* BEGIN *

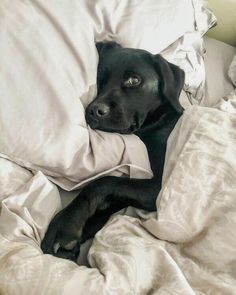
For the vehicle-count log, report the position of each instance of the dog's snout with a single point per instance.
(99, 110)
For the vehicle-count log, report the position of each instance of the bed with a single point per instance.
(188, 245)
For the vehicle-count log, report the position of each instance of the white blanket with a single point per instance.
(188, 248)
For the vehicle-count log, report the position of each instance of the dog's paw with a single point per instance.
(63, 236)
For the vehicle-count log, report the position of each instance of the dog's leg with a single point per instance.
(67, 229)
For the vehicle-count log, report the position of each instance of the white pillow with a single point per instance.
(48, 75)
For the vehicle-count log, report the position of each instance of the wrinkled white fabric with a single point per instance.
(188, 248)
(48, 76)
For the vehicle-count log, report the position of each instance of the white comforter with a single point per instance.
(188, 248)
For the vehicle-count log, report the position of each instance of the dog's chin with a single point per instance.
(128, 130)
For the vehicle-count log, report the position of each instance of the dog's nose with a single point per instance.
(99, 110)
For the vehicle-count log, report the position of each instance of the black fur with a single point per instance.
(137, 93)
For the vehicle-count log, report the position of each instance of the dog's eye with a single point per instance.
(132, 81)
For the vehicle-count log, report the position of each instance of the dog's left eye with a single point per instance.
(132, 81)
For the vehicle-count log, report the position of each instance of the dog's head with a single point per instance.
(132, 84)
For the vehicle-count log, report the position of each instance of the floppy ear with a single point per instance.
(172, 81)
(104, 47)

* END *
* BEGIN *

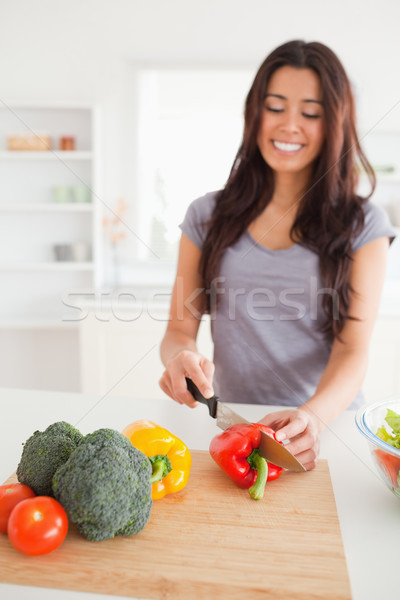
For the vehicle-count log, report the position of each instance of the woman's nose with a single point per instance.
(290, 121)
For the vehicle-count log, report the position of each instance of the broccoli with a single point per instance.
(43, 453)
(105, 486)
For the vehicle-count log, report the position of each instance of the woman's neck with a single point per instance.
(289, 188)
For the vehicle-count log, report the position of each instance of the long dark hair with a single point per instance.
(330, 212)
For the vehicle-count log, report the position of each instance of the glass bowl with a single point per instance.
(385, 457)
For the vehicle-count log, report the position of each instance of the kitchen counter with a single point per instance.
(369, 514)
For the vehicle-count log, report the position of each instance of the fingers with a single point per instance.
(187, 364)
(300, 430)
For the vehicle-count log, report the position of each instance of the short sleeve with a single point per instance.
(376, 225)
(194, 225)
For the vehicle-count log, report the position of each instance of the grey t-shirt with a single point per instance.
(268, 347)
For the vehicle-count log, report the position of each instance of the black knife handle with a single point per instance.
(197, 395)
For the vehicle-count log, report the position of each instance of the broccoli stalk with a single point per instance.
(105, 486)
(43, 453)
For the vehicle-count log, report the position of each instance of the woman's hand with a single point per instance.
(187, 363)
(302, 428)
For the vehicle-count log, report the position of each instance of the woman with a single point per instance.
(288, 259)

* END *

§ PROBLEM REQUIREMENTS: Gather every line of the material above that contains the string "woman" and copy each one out. Match upper and lower case exactly.

§ RESPONSE TO THE TASK:
For the vehicle-count log, report the position of each instance of the woman's nose with a single point per instance.
For the vehicle-count log, report the position of each instance of the woman's neck with a single point per instance.
For the vehicle-count log, report the position of each instance of the woman's hand with a single point per instance.
For the vehicle-count log, report the position of each instance of the woman with a single point per instance.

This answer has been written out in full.